Source passage:

• • • •

Sex in Crisis: The New Sexual Revolution and the Future of American Politics

The Religious Right has fractured, the pundits tell us, and its power is waning. Is it true – have evangelical Christians lost their political clout? When the subject is sex, the answer is definitively no.

Only three decades after the legalization of abortion, the broad gains of the feminist movement, and the emergence of the gay rights movement, Americans appear to be doing the time warp again. It’s 1950s redux. Politicians—including many Democrats—insist that abstinence is the only acceptable form of birth control. Fully fifty percent of American high schools teach a “sex education” curriculum that includes deceptive information about the prevalence of STDs and the failure rates of condoms. Students are taught that homosexuality is curable, and that premarital sex ruins future marital happiness. Afraid of sounding godless, American liberals have failed to challenge these retrograde orthodoxies.

• • • •

To be done:
(1) Output the portion of the passage on sex and American politics starting at "Only three decades" and ending at "these retrograde orthodoxies.", word for word.
(2) The passage on sex and American politics names three developments that occurred about three decades before the period it describes. List them.

Data extracted from a collection:
• • • •

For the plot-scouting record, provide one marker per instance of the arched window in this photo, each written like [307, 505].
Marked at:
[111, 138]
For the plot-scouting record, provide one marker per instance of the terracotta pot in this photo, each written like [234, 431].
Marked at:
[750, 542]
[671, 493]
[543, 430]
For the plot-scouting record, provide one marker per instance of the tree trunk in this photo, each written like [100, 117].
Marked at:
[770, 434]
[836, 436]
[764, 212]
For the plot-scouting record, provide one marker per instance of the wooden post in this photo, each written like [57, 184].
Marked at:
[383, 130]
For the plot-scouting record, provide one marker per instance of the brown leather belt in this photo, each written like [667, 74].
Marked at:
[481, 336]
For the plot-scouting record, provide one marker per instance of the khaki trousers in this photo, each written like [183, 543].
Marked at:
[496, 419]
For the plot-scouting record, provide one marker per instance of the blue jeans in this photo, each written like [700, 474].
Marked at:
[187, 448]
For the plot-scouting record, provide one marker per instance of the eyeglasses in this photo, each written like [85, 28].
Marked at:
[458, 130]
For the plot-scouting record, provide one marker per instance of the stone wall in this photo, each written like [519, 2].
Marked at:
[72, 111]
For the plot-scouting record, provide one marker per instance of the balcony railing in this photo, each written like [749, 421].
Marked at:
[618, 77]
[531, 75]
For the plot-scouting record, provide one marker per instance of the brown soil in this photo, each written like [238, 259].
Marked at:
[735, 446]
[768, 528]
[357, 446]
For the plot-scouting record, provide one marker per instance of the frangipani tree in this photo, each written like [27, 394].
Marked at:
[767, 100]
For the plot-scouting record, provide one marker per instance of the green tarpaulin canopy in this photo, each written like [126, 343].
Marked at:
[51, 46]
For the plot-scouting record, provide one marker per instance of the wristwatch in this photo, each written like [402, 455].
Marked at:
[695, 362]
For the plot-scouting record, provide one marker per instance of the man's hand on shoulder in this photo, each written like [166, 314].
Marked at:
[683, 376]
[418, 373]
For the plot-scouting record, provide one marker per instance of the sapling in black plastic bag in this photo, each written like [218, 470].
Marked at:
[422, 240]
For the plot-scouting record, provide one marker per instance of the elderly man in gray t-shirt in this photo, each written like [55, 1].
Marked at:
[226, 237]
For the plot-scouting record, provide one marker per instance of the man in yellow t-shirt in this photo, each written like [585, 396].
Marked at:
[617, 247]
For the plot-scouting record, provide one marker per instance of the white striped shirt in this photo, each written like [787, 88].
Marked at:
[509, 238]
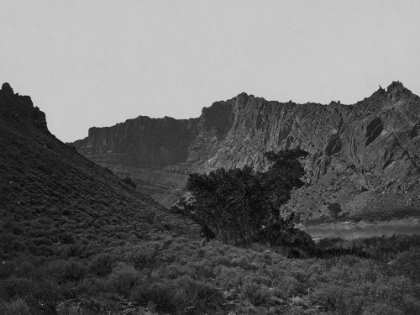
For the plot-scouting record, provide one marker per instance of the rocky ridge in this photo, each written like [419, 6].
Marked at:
[51, 197]
[363, 157]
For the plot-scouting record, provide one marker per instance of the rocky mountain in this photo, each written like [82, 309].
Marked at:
[53, 200]
[363, 157]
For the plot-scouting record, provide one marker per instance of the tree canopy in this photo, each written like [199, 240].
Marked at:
[241, 204]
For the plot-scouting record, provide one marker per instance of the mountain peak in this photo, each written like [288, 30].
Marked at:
[7, 89]
[396, 88]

• • • •

The solutions:
(1)
Only three decades after the legalization of abortion, the broad gains of the feminist movement, and the emergence of the gay rights movement, Americans appear to be doing the time warp again. It’s 1950s redux. Politicians—including many Democrats—insist that abstinence is the only acceptable form of birth control. Fully fifty percent of American high schools teach a “sex education” curriculum that includes deceptive information about the prevalence of STDs and the failure rates of condoms. Students are taught that homosexuality is curable, and that premarital sex ruins future marital happiness. Afraid of sounding godless, American liberals have failed to challenge these retrograde orthodoxies.

(2)
- The legalization of abortion
- The broad gains of the feminist movement
- The emergence of the gay rights movement